Until the 1960s, the NRA had often downplayed gun control issues, even backing some minor legislation. With passage of the Gun Control Act of 1968, an increasing number of NRA members, became more involved in gun politics and gun rights. Along with the creation of its lobbying arm, the Institute for Legislative Action (NRA-ILA), with activist Harlon Carter as director, in 1976 the NRA established its non-partisan political action committee (PAC), the Political Victory Fund, in time for the 1976 elections.

The NRA-PVF endorsed Ronald Reagan in the 1980 presidential campaign, the first NRA presidential endorsement.

By 1998, the NRA-PVF ranked as "one of the biggest spenders in congressional elections".

In the 2004 elections, 95% of the NRA-PVF endorsed federal candidates and 86% of the endorsed state candidates were elected.

By 2008, during the elections, the PVF spent millions "on direct campaign donations, independent campaign expenditures and on mobilizing the most aggressive grassroots operation in NRA history." In 2012, NRA-PVF income was $14.4 million and expenses were $16.1 million. By 2014, the NRA-PVF income rose to $21.9 million with expenses of $20.7 million.

• TO DO
**A)** According to the passage on the NRA's political activity, who received the NRA's first presidential endorsement?
**B)** Duplicate a section of the NRA passage: begin at the words "By 1998, the" and stop after the words "candidates were elected.".
**C)** List every dollar figure that appears in the NRA passage.

• STUDY MATERIAL
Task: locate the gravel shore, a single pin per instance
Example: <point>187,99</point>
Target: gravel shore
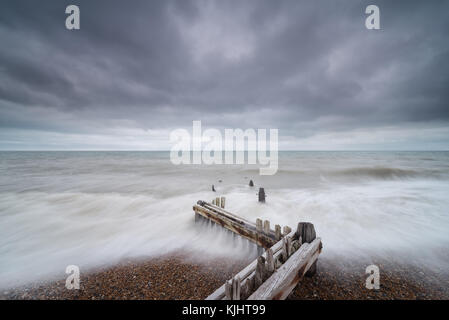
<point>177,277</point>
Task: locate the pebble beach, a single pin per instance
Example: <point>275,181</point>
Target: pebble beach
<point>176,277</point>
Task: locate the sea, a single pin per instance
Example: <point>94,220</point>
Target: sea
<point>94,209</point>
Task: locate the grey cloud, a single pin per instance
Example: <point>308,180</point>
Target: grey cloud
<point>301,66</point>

• OUTPUTS BY TASK
**A)** Ronald Reagan, in the 1980 presidential campaign.

**B)**
By 1998, the NRA-PVF ranked as "one of the biggest spenders in congressional elections".

In the 2004 elections, 95% of the NRA-PVF endorsed federal candidates and 86% of the endorsed state candidates were elected.

**C)** $14.4 million, $16.1 million, $21.9 million, $20.7 million